Au royaume des cigognes
Ce ne sont que des ruines, oui mais quelles ruines ! Majestueuses, impressionnantes de grandeur ! Les murailles de pisé ocre se dressent, s’imposent, défiant les siècles. Aujourd’hui seules les cigognes les dominent, étendant leurs larges ailes pour leurs vols planés. Le silence des lieux n’est perturbé que par leurs claquements de bec. Dans les nids perchés, les cigogneaux attendent le retour au bercail de leurs parents !
Le bâtisseur
Face à l’esplanade immense, creusée de bassins et plantée d’orangers, il est difficile d’imaginer les bâtiments fastueux qui trônaient à cet endroit. L’édifice est construit à partir de 1578 par le Sultan Saadien Ahmed al-Mansour ad-Dahbi. Non loin, il fait ériger également les Tombeaux Saadiens, nécropole pour honorer ses ancêtres. Ahmed al-Mansour ad-Dahbi est le représentant le plus éminent de cette dynastie qui a régné sur le Maroc de 1549 à 1659. Les Sultans successifs étendent considérablement leur territoire et s’enrichissent grâce au commerce du sel, du sucre, de l’ambre, de la gomme arabique et des esclaves…

Ahmed al-Mansour ad-Dahbi
Marrakech devient leur capitale. A la fin du XVIe siècle leur puissance est à son apogée, le Palais Badiî en sera la vitrine somptueuse. Malheureusement, il est démoli à partir de 1696 sur décision du deuxième Sultan de la dynastie Alaouite (actuelle dynastie régnante). Moulay Ismaël (1645-1727), désireux d’effacer les traces du prestige des Saadiens, fera utiliser une grande partie des matériaux pour édifier sa cité impériale de Meknès. En revanche les Tombeaux Saadiens voisins, sont préservés, peut-être par superstition. Leur entrée est scellée, ils resteront cachés et ce n’est qu’au début du XXe siècle qu’ils sont mis au jour.

Les Tombeaux Saadiens
Le Palais Badiî, inspiré de l’ensemble palatial médiéval de l’Alhambra de Grenade, sert de cadre à des réceptions, des fêtes. Les délégations étrangères, les ambassadeurs sont éblouis devant tant de magnificence. Les « pavillon de cristal », « pavillon des audiences », « pavillon vert » et « l’héliotrope » sont agencées sur les côtés de la grande cour centrale de 135 mètres sur 110. Un immense bassin, doté d’une fontaine centrale, l’agrémente. On ne compte pas moins de 360 pièces !

Étiquetage de régions:
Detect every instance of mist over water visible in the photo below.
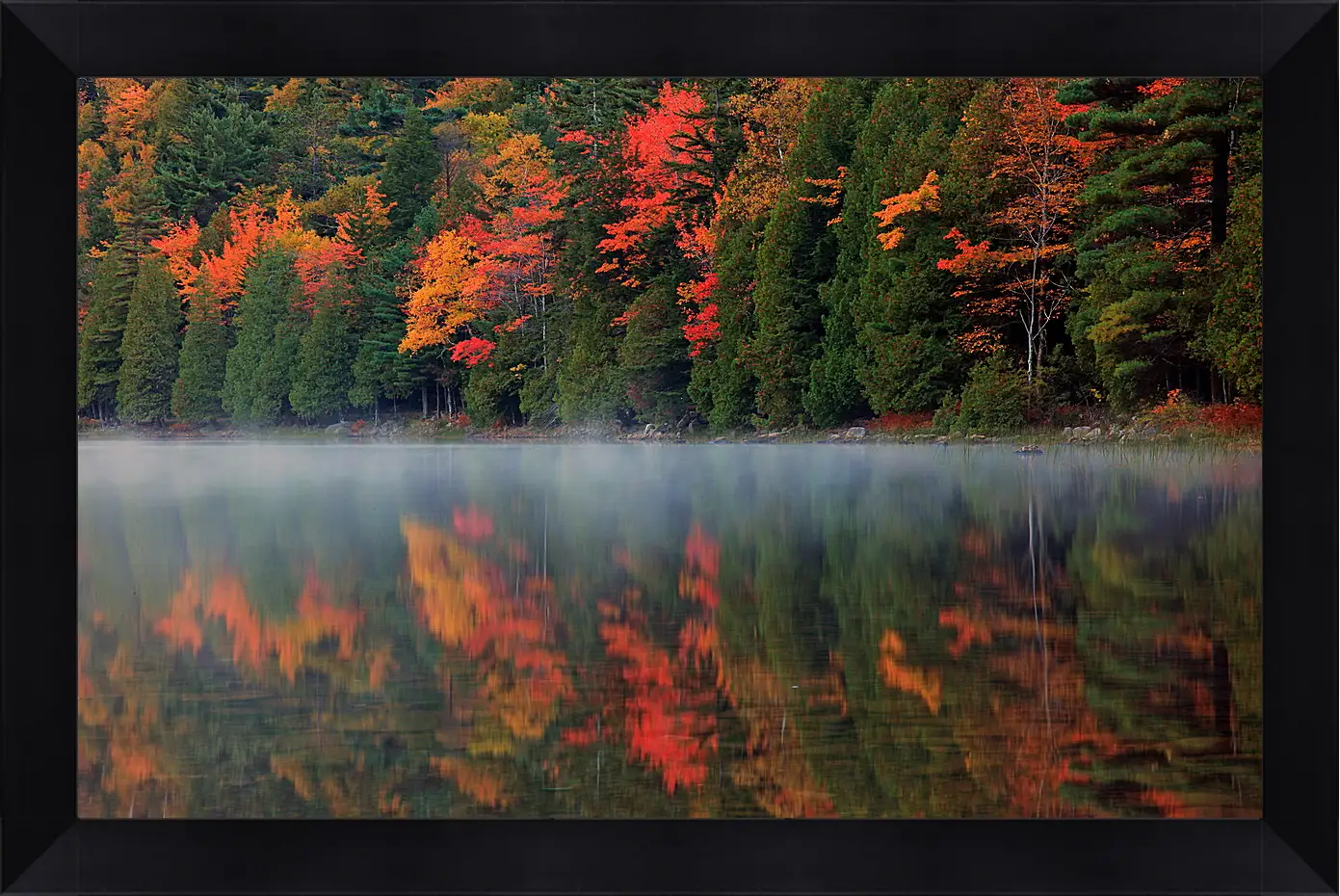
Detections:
[79,440,1261,817]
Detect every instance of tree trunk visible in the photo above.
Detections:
[1210,140,1229,245]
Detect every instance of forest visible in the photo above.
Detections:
[76,78,1262,432]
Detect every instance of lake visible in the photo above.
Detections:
[78,439,1262,818]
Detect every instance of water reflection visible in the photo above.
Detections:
[79,442,1261,818]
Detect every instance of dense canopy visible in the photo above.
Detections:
[78,78,1262,429]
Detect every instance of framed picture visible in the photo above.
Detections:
[0,0,1340,893]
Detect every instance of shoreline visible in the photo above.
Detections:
[78,421,1261,453]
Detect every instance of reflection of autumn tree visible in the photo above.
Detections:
[940,468,1260,817]
[78,624,188,818]
[79,449,1261,817]
[600,592,717,794]
[401,508,572,807]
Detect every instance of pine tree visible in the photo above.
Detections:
[78,144,164,418]
[223,247,302,423]
[171,277,233,422]
[852,79,985,414]
[117,254,181,423]
[619,274,689,425]
[745,79,871,425]
[689,217,758,430]
[158,99,271,223]
[1059,78,1261,408]
[288,289,354,421]
[78,247,127,419]
[381,107,442,231]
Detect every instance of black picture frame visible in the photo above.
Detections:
[0,0,1340,893]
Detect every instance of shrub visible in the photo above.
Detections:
[1196,401,1261,435]
[1139,388,1199,433]
[868,411,934,433]
[954,353,1029,433]
[930,392,963,435]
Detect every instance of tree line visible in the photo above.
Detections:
[78,78,1262,429]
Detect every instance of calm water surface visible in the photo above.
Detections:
[78,442,1261,818]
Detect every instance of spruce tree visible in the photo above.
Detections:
[171,281,233,422]
[223,245,302,425]
[1057,78,1261,408]
[852,78,989,414]
[689,219,760,430]
[117,253,181,423]
[288,289,354,421]
[747,79,873,425]
[158,97,271,223]
[78,247,127,419]
[381,106,442,231]
[619,274,689,423]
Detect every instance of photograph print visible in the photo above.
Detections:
[75,76,1262,818]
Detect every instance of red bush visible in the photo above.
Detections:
[867,411,934,433]
[1198,401,1261,435]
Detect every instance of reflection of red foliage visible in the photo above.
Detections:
[452,504,493,541]
[600,621,717,793]
[679,522,721,610]
[939,608,991,659]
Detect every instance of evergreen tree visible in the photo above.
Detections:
[1059,78,1261,408]
[158,100,271,223]
[852,79,987,414]
[689,217,760,430]
[288,289,354,421]
[619,275,689,425]
[171,277,233,422]
[745,79,871,425]
[78,247,129,419]
[381,107,442,231]
[117,254,181,423]
[223,247,302,423]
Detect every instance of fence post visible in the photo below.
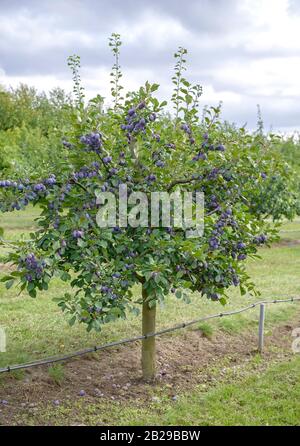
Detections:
[258,304,265,353]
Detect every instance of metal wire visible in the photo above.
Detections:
[0,297,300,373]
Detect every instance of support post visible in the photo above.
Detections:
[258,304,265,353]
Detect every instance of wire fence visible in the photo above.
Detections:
[0,297,300,373]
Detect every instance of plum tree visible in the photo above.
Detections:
[0,35,290,380]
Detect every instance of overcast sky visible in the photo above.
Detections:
[0,0,300,131]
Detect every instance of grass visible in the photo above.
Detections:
[0,208,300,425]
[0,209,300,366]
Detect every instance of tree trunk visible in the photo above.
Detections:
[142,289,156,381]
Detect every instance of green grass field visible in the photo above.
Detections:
[0,209,300,425]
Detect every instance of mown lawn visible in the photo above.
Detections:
[0,209,300,425]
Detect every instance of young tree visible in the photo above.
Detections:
[0,36,286,380]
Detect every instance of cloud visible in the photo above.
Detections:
[0,0,300,129]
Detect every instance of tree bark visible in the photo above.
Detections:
[142,289,156,381]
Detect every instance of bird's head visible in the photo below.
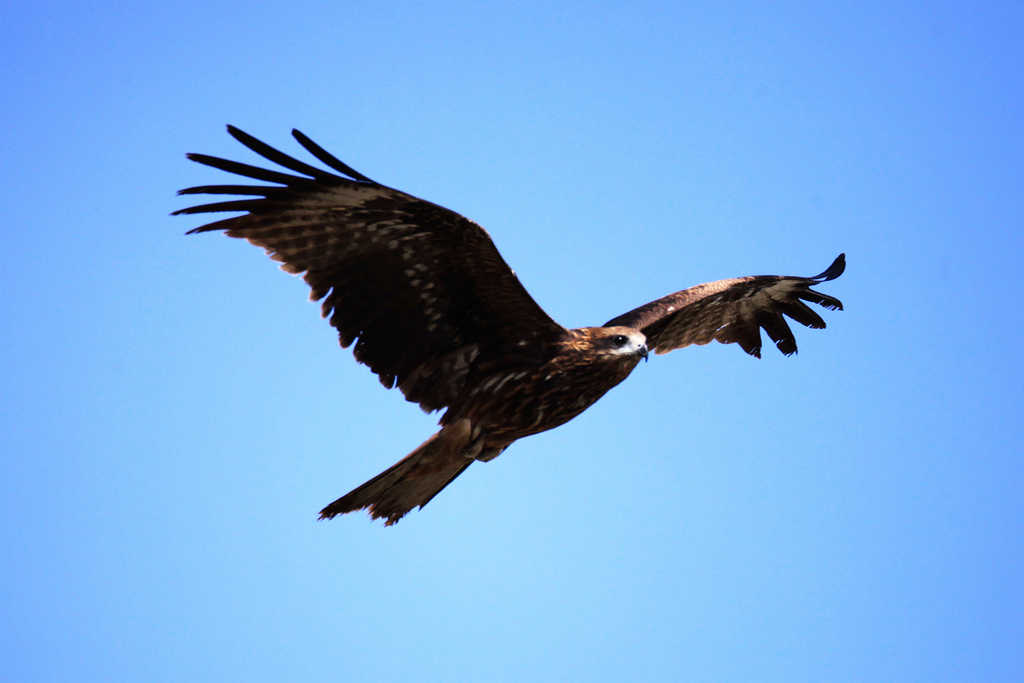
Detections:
[579,327,647,362]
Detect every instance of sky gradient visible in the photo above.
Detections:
[0,0,1024,683]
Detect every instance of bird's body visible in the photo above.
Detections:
[176,127,845,524]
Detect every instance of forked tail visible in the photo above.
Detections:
[321,425,473,526]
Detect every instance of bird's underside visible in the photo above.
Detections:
[175,126,846,525]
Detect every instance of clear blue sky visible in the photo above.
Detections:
[0,0,1024,683]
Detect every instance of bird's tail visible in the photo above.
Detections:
[321,421,473,526]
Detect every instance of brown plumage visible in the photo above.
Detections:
[175,126,846,525]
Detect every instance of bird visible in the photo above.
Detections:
[173,126,846,526]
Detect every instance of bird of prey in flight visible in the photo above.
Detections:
[175,126,846,525]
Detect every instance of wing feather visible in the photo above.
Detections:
[605,254,846,357]
[174,126,565,410]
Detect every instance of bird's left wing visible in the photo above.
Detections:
[605,254,846,358]
[175,126,565,410]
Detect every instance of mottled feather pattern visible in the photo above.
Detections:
[605,254,846,357]
[175,128,565,411]
[176,127,845,525]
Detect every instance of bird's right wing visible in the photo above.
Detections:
[604,254,846,358]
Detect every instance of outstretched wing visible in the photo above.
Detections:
[174,126,565,410]
[605,254,846,358]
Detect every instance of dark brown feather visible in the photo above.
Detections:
[175,127,845,525]
[175,127,565,411]
[605,254,846,357]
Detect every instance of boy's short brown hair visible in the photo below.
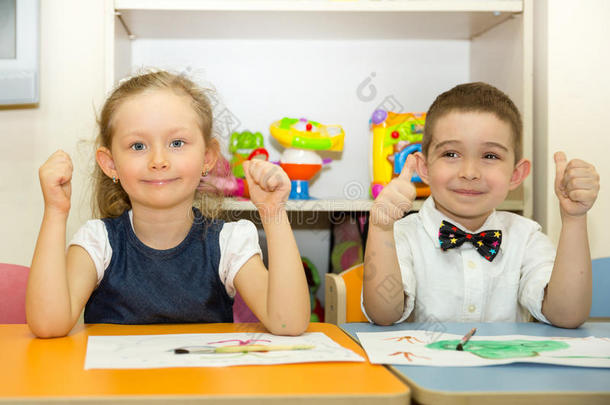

**PROBLÈME ÉCRIT 1:**
Résumez en deux phrases le texte sur le Palais Badiî.
**PROBLÈME ÉCRIT 2:**
Rassemblez chaque ligne de la liste qui contient la chaîne « fence », en tenant compte de la casse.
Le texte et la liste proviennent de sources différentes.

**RÉPONSE ÉCRITE 1:**
Construit à partir de 1578 par le Sultan saadien Ahmed al-Mansour ad-Dahbi, le Palais Badiî était la vitrine somptueuse de la puissance de cette dynastie, et sa magnificence éblouissait les délégations étrangères. Démoli à partir de 1696 sur décision de Moulay Ismaël, qui en fit réutiliser une grande partie des matériaux pour sa cité impériale de Meknès, il n'en reste que des ruines dominées par les cigognes.

**RÉPONSE ÉCRITE 2:**
Detect every instance of fence post visible in the photo below.
Detect every instance of wire fence visible in the photo above.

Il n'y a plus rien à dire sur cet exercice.